== Data provided ==

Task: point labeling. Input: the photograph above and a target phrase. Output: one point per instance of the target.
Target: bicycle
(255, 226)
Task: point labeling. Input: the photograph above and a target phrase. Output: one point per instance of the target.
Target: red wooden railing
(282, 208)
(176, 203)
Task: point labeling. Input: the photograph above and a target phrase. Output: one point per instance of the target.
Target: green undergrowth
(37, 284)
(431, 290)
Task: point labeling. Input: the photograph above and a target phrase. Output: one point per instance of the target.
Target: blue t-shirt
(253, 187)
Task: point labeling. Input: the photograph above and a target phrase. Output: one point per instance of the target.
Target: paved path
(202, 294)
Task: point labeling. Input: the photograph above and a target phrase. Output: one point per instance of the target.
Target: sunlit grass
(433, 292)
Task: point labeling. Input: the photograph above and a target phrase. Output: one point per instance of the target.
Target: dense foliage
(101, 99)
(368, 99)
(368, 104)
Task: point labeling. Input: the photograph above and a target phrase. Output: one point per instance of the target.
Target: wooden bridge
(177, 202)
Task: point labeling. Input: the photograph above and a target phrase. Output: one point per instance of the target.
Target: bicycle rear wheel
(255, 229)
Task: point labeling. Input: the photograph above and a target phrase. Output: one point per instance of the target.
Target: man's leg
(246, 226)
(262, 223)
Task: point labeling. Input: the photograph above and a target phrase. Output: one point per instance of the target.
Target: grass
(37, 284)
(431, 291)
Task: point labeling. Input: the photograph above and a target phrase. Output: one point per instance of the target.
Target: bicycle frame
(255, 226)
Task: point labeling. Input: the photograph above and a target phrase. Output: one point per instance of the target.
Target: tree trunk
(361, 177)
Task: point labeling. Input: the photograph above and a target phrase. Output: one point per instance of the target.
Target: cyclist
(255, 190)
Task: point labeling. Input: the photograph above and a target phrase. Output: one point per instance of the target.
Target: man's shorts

===

**Exercise goal**
Start at the line holding "Target: blue t-shirt" and retype each line through the end of the material above, both included.

**Task response**
Target: blue t-shirt
(253, 187)
Task: point labeling. Input: the photograph above and a target phrase. Output: one point per instance of the target.
Target: paved path
(202, 294)
Task: point labeling. Input: the photograph above and a target phrase. Output: one point per instance of the target.
Target: sunlit grass
(433, 292)
Task: point labeling. Input: the photograph above and a target phrase. Output: one point per instance of the target.
Target: dense foliage
(101, 99)
(368, 99)
(368, 104)
Task: point labeling. Input: the photograph above and a target phrase. Output: one point per instance of the target.
Target: wooden bridge
(177, 202)
Task: point labeling. Input: the photograph above and a target phrase. Output: one point per instance of the target.
Target: bicycle rear wheel
(255, 229)
Task: point labeling. Input: the photograph above and a target phrase. Output: one point per instance of the target.
Target: man's leg
(246, 226)
(262, 223)
Task: point labeling. Input: the photograph above and a target phrase. Output: one point per instance of the target.
Target: grass
(37, 284)
(431, 291)
Task: point labeling. Input: the photograph above and a target phrase. Output: one point per instance of the target.
Target: bicycle frame
(255, 226)
Task: point labeling. Input: the photograph above and a target phrase. Output: one point per instance of the target.
Target: tree trunk
(361, 177)
Task: point labeling. Input: the photograph above and a target phrase. Output: one point per instance of the target.
Target: cyclist
(255, 190)
Task: point labeling. Input: the photograph above and a target phrase. Output: one point per instance of the target.
Target: man's shorts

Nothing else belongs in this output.